Was zu tun ist:
1. Gib den Abschnitt aus dem Interview zur Schklowskij-Übersetzung wortgetreu wieder, und zwar von „Radetzkaja: Das bedeutet“ bis einschließlich „Sie das gemacht?“.
2. Was wurde laut dem Interview zur Schklowskij-Übersetzung angelegt, damit Leser fehlendes Hintergrundwissen nachholen können?

Textauszug:
──────

Seidel: Das Buch ist ja autobiografisch gefärbt, das muss man vielleicht dazu sagen. Viktor Schklowskij war selbst Revolutionär. Was bedeutet das für Ihre Arbeit als Übersetzerin? Wie haben Sie sich dem Autor und seinem Leben genähert?
Radetzkaja: Das bedeutet weniger wegen des Autobiographischen, sondern vielleicht wegen dieses Faktenhintergrunds. Man muss wahnsinnig viel recherchieren bei diesem Buch, weil unglaublich viel historisches Geschehen da verarbeitet ist, aber oft in sehr knapper Weise. Das heißt, man muss sich den ganzen Hintergrund anlesen und ihn wissen, ohne ihn dann natürlich hinterher im Buch zu erwähnen.
Viel Recherche
Seidel: Es ist ja ein Russland, das wir hier in Deutschland heute nur noch aus den Geschichtsbüchern kennen, über das Schklowskij da schreibt - wenn überhaupt wir es noch aus den Geschichtsbüchern kennen. Das heißt: Es ging für Sie nicht nur darum, von einer Sprache in die andere zu übersetzen, sondern Sie mussten die Geschichte auch aus einer anderen Zeit ins Hier und Jetzt holen. Wie haben Sie das gemacht?
Radetzkaja: Wie gesagt: Recherche ist ein wichtiger Punkt. Und das Lebensgefühl, das Schklowskij speziell transportiert, das läuft eigentlich über die Sprache, über die spezifische sprachliche Form, die er dem Ganzen gibt. Das ist eine ungeheuer knappe, mit sehr viel Luft zwischen kurzen Sätzen. In diesen Pausen sozusagen baut sich eine wahnsinnige Spannung auf. Ich hoffe, dass es gelungen ist, das rüberzubringen. Die andere Sache war natürlich, dass wir einen großen Anmerkungsapparat gemacht haben, um dem Leser, der es genauer wissen will, zu ermöglichen, sich das dann zu holen, dieses Wissen, das ihm da fehlt.
Zwischen den Zeilen übersetzen
Seidel: Das heißt aber, wenn ich Sie richtig verstehe, dass Sie auch das übersetzen mussten, was zwischen den Zeilen gesagt wird: diese Spannung, von der Sie gerade sprachen. Wie macht man das? Wie übersetzt man etwas, das zwischen den Zeilen passiert?

──────

(Auszüge aus Daten zur Ortsbeschriftung)
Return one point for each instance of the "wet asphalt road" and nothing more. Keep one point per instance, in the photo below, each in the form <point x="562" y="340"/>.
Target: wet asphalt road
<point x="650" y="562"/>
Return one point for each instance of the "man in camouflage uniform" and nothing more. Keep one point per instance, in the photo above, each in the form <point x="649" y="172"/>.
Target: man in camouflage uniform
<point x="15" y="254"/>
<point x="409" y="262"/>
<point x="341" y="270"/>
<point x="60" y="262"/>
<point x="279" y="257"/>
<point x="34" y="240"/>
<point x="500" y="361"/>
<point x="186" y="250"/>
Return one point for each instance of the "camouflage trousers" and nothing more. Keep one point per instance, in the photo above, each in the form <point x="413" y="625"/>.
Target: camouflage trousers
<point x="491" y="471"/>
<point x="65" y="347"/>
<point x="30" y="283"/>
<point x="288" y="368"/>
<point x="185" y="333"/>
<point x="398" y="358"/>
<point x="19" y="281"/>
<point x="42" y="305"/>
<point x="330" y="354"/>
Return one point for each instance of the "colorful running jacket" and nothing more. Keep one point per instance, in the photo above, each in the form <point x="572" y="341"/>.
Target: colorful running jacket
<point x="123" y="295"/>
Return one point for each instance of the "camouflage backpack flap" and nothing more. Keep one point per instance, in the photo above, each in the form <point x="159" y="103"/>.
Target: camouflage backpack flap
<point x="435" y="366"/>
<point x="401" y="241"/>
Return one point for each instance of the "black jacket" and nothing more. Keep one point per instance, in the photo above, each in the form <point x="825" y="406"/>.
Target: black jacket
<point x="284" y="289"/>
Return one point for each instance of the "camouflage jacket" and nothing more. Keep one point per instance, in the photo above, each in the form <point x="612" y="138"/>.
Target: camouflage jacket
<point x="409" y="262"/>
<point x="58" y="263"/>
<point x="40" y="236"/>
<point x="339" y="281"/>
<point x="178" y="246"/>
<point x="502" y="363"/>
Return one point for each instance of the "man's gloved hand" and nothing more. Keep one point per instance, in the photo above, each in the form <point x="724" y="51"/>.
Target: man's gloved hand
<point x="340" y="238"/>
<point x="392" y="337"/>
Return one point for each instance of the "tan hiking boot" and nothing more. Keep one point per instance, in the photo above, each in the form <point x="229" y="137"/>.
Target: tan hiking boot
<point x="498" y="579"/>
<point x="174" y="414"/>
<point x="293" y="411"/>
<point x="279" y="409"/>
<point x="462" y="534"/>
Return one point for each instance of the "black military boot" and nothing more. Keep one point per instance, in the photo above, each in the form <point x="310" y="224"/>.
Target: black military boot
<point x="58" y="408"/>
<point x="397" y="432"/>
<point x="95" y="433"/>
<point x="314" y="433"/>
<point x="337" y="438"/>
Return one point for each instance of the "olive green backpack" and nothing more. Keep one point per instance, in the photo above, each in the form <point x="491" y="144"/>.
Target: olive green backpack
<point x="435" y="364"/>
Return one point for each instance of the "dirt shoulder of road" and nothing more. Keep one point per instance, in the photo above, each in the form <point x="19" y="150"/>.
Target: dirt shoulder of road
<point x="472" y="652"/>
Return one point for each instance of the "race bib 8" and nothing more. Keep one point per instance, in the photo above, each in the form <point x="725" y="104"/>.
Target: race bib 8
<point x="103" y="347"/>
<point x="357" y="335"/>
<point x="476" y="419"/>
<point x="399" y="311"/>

──────

Antworten:
1.
Radetzkaja: Das bedeutet weniger wegen des Autobiographischen, sondern vielleicht wegen dieses Faktenhintergrunds. Man muss wahnsinnig viel recherchieren bei diesem Buch, weil unglaublich viel historisches Geschehen da verarbeitet ist, aber oft in sehr knapper Weise. Das heißt, man muss sich den ganzen Hintergrund anlesen und ihn wissen, ohne ihn dann natürlich hinterher im Buch zu erwähnen.
Viel Recherche
Seidel: Es ist ja ein Russland, das wir hier in Deutschland heute nur noch aus den Geschichtsbüchern kennen, über das Schklowskij da schreibt - wenn überhaupt wir es noch aus den Geschichtsbüchern kennen. Das heißt: Es ging für Sie nicht nur darum, von einer Sprache in die andere zu übersetzen, sondern Sie mussten die Geschichte auch aus einer anderen Zeit ins Hier und Jetzt holen. Wie haben Sie das gemacht?

2. Ein großer Anmerkungsapparat.